## Task requirements
Output every line of the entries from the line containing "the table surface." through the last, exactly, with no other content.

====

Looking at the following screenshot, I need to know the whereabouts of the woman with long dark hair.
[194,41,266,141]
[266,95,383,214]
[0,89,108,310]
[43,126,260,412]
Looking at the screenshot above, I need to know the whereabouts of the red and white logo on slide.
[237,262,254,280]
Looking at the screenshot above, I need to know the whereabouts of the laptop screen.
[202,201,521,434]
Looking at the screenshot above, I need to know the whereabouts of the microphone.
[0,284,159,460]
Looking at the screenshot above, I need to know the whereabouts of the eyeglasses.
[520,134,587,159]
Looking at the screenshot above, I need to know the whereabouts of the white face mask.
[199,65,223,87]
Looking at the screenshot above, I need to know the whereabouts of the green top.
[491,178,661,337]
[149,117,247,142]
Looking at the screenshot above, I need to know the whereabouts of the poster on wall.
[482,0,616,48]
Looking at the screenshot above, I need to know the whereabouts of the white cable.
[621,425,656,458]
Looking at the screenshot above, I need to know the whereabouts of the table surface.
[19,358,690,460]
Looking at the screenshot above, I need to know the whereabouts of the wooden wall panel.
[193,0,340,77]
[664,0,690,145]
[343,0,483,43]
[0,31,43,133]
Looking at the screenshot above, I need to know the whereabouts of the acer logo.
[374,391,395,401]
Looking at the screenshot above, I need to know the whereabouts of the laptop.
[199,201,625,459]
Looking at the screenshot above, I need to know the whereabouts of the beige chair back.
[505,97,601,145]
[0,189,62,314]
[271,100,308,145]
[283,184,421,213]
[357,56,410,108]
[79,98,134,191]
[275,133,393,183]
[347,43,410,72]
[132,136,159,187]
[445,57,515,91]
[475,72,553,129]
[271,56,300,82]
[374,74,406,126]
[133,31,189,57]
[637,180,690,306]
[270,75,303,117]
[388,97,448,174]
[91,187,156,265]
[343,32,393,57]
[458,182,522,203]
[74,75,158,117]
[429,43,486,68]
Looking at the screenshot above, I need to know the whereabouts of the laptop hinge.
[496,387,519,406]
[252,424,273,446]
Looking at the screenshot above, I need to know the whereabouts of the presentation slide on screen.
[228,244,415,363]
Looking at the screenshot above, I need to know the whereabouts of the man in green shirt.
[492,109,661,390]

====

## Written answer
Looking at the screenshot above, I need to know the whereabouts of the table surface.
[19,358,690,460]
Looking at the screenshot above, I need to know the whereabouts of the wooden wall panel.
[193,0,340,77]
[664,0,690,145]
[343,0,483,43]
[0,31,43,133]
Looking at the screenshot above, I need to know the whereabouts of the acer logo.
[374,391,395,401]
Looking at the screenshot above, I need to know the whereabouts of the laptop.
[199,201,625,459]
Looking at the screenshot above, I need to know the whereabouts of the beige chair back.
[505,97,601,145]
[0,189,62,314]
[271,100,308,145]
[283,184,421,213]
[357,56,410,108]
[79,98,134,191]
[275,133,393,183]
[347,43,410,72]
[132,136,159,187]
[445,57,515,91]
[475,72,553,129]
[271,56,300,82]
[374,74,406,126]
[133,31,189,57]
[637,180,690,306]
[270,75,303,117]
[388,97,448,174]
[91,187,156,265]
[343,32,393,57]
[458,182,522,203]
[74,75,158,117]
[429,43,486,68]
Looking at the screenshot above, I need to know the whereabouts of the laptop hinge.
[496,387,519,406]
[252,424,273,446]
Looking at the screenshot above, I need to know the whereabouts of the presentation slide on screen.
[228,244,415,363]
Looking at the screenshot above, I need to know the whereabouts of the man in green shirt.
[492,109,661,390]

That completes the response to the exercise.